[RECORDS PROVIDED]
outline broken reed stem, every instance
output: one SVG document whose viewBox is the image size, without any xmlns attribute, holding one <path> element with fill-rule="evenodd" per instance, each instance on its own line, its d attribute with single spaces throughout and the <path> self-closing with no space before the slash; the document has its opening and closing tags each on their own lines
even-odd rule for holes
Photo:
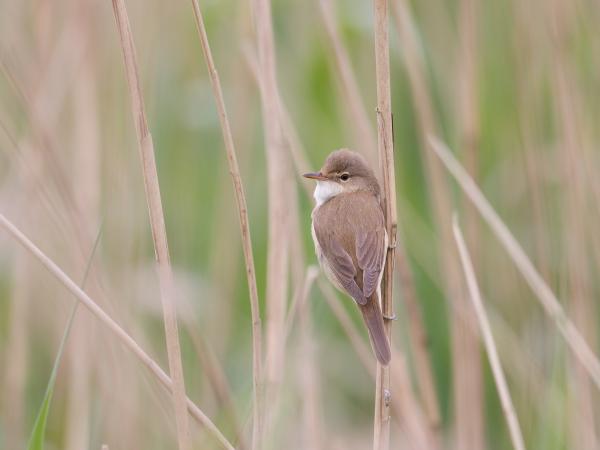
<svg viewBox="0 0 600 450">
<path fill-rule="evenodd" d="M 392 296 L 394 251 L 396 247 L 396 177 L 394 171 L 394 137 L 392 130 L 390 54 L 388 36 L 388 2 L 373 0 L 375 15 L 375 70 L 377 76 L 377 147 L 383 173 L 383 202 L 388 249 L 381 286 L 381 309 L 385 331 L 391 346 L 391 318 L 394 317 Z M 390 439 L 390 371 L 377 363 L 373 449 L 389 448 Z"/>
<path fill-rule="evenodd" d="M 377 163 L 375 136 L 369 123 L 369 117 L 363 107 L 358 82 L 352 70 L 350 56 L 342 44 L 342 40 L 335 26 L 332 0 L 318 0 L 321 16 L 331 41 L 331 47 L 338 68 L 342 91 L 348 103 L 348 119 L 351 121 L 352 132 L 356 135 L 356 142 L 360 145 L 359 151 L 365 154 L 373 165 Z"/>
<path fill-rule="evenodd" d="M 260 306 L 258 302 L 258 289 L 256 287 L 256 271 L 254 269 L 254 256 L 252 253 L 252 238 L 250 235 L 250 225 L 248 221 L 248 206 L 246 204 L 246 195 L 238 167 L 233 135 L 229 125 L 229 118 L 223 99 L 223 90 L 221 89 L 221 80 L 217 73 L 212 52 L 204 26 L 202 11 L 197 0 L 192 0 L 194 9 L 194 18 L 198 27 L 200 43 L 202 44 L 202 54 L 206 62 L 210 82 L 217 104 L 219 113 L 219 122 L 225 141 L 225 151 L 227 153 L 227 163 L 229 164 L 229 173 L 235 191 L 238 216 L 240 220 L 240 232 L 242 235 L 242 247 L 244 251 L 244 262 L 246 264 L 246 277 L 248 280 L 248 290 L 250 292 L 250 313 L 252 315 L 252 376 L 254 388 L 254 419 L 252 428 L 252 448 L 257 449 L 262 442 L 263 434 L 263 412 L 262 412 L 262 326 L 260 318 Z"/>
<path fill-rule="evenodd" d="M 477 285 L 477 280 L 475 278 L 475 271 L 473 269 L 473 264 L 471 263 L 471 257 L 469 256 L 467 245 L 465 244 L 465 239 L 460 231 L 456 216 L 454 216 L 454 220 L 452 221 L 452 231 L 454 232 L 454 238 L 458 247 L 460 261 L 462 263 L 465 280 L 469 289 L 469 297 L 471 298 L 471 303 L 473 304 L 473 309 L 475 310 L 475 314 L 479 322 L 485 350 L 490 361 L 496 387 L 498 388 L 498 395 L 500 396 L 500 402 L 502 403 L 502 411 L 504 412 L 504 416 L 510 430 L 510 437 L 513 447 L 515 450 L 525 450 L 525 444 L 523 442 L 521 427 L 519 426 L 519 421 L 517 419 L 517 413 L 515 412 L 515 408 L 510 397 L 510 392 L 508 391 L 508 385 L 506 384 L 506 378 L 504 377 L 504 372 L 502 370 L 502 365 L 500 364 L 500 357 L 498 356 L 498 350 L 496 349 L 490 322 L 483 306 L 481 293 L 479 292 L 479 286 Z"/>
<path fill-rule="evenodd" d="M 435 154 L 442 160 L 446 169 L 456 179 L 464 193 L 492 229 L 531 290 L 536 294 L 546 314 L 554 321 L 556 328 L 558 328 L 571 351 L 590 374 L 594 384 L 600 389 L 600 361 L 575 324 L 569 319 L 554 292 L 537 272 L 523 248 L 450 150 L 434 137 L 429 138 L 429 143 Z"/>
<path fill-rule="evenodd" d="M 150 214 L 150 227 L 152 240 L 158 266 L 158 280 L 162 301 L 167 355 L 169 359 L 169 372 L 173 378 L 173 404 L 175 407 L 175 422 L 177 424 L 177 439 L 180 450 L 191 450 L 188 415 L 186 412 L 185 382 L 183 378 L 183 364 L 181 361 L 181 348 L 179 346 L 179 332 L 177 329 L 177 313 L 174 302 L 173 271 L 169 257 L 167 231 L 163 215 L 160 187 L 154 159 L 154 145 L 152 136 L 148 131 L 146 112 L 137 70 L 135 47 L 129 25 L 129 18 L 124 0 L 113 0 L 113 11 L 121 39 L 123 61 L 127 73 L 129 86 L 131 112 L 135 122 L 138 147 L 142 162 L 144 187 L 148 212 Z"/>
<path fill-rule="evenodd" d="M 150 372 L 156 377 L 158 381 L 169 391 L 173 392 L 174 382 L 171 378 L 161 369 L 156 363 L 140 346 L 139 344 L 129 335 L 123 328 L 119 326 L 89 295 L 87 295 L 81 288 L 69 278 L 54 261 L 46 256 L 33 242 L 27 238 L 21 231 L 15 227 L 4 215 L 0 214 L 0 227 L 4 228 L 11 237 L 17 241 L 25 250 L 33 255 L 42 265 L 50 272 L 63 286 L 67 288 L 75 296 L 75 298 L 83 303 L 83 305 L 98 319 L 100 322 L 108 328 L 122 343 L 127 347 L 141 362 L 150 370 Z M 234 450 L 234 447 L 229 443 L 227 438 L 223 436 L 221 431 L 215 426 L 215 424 L 202 412 L 198 406 L 196 406 L 189 398 L 185 398 L 186 409 L 189 414 L 198 421 L 201 425 L 206 427 L 213 436 L 221 443 L 223 448 L 228 450 Z M 186 412 L 187 414 L 187 412 Z"/>
<path fill-rule="evenodd" d="M 265 360 L 265 434 L 271 430 L 271 412 L 275 410 L 283 376 L 285 303 L 287 296 L 289 239 L 287 228 L 286 184 L 290 182 L 279 114 L 279 90 L 275 64 L 275 42 L 270 0 L 252 0 L 256 47 L 258 50 L 258 85 L 265 136 L 268 187 L 268 249 L 266 295 Z M 269 407 L 269 411 L 266 407 Z"/>
</svg>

[REQUIREMENT] How many lines in the items above contain the string "instance", with case significant? Reply with the number alone.

[RESULT] 2